• Task:
Write out the passage of the forum text on lighting switches below, starting at "Each and every" and ending at "subconsciously, I am sure.", word for word.

• Source extract:
((

I converted from mostly Leviton's latest line of switches, a few Smarthome switches and some plain old Appliance and Lamp Modules. The Leviton switches were never so great - I like the Smarthome ones better but they came out after the house was done 4 years ago. At least I had the soft start dimming and the other nice features.

Unless you program large scenes there is really no need to to use the V2 switches since the ICONs do most everything for half the price. The one thing they say it doesn't have, adjustable on and off ramping, is wrong. They DO have it and it works just like the the V2s. They just don't tell you about it. As one who joined their development group, I was extended a one time discount on the V2 stuff that made it the same price as the ICONs so I now have mostly V2s which do have prettier lights. Had they not offered the discounts I would have all ICONs.

Reply to
BruceR

Each and every newsgroup I've visited suffers from those "recurring issues." Having "favorites" is human nature and it's likely not to disappear from the behavioral characteristics of Usenetters any time soon. I probably wouldn't have to look very hard to make the very same claims about you that you're making about others. People elide information from their posts that tend not to support their contentions. People repeat inaccurate information as if it gained the power of truth by simple repetition. Such has been the nature of human discourse since long before Plato. We do it subconsciously, I am sure.

))

• Data:
((

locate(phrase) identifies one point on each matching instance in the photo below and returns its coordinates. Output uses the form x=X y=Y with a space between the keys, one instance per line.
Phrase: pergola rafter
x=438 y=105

))
((

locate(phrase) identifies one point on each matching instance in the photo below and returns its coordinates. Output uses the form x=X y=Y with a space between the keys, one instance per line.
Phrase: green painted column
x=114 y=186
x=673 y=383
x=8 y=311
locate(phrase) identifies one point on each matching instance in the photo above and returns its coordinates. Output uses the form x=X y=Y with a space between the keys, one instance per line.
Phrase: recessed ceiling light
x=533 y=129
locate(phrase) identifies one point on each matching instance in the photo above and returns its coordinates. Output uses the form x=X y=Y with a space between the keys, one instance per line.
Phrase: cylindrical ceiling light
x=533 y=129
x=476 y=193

))
((

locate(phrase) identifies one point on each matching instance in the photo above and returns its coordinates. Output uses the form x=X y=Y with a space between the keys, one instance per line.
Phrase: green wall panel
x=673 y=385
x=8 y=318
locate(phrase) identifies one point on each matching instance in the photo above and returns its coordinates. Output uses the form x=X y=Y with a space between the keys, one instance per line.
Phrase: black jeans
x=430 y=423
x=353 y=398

))

• Answer for the task:
Each and every newsgroup I've visited suffers from those "recurring issues." Having "favorites" is human nature and it's likely not to disappear from the behavioral characteristics of Usenetters any time soon. I probably wouldn't have to look very hard to make the very same claims about you that you're making about others. People elide information from their posts that tend not to support their contentions. People repeat inaccurate information as if it gained the power of truth by simple repetition. Such has been the nature of human discourse since long before Plato. We do it subconsciously, I am sure.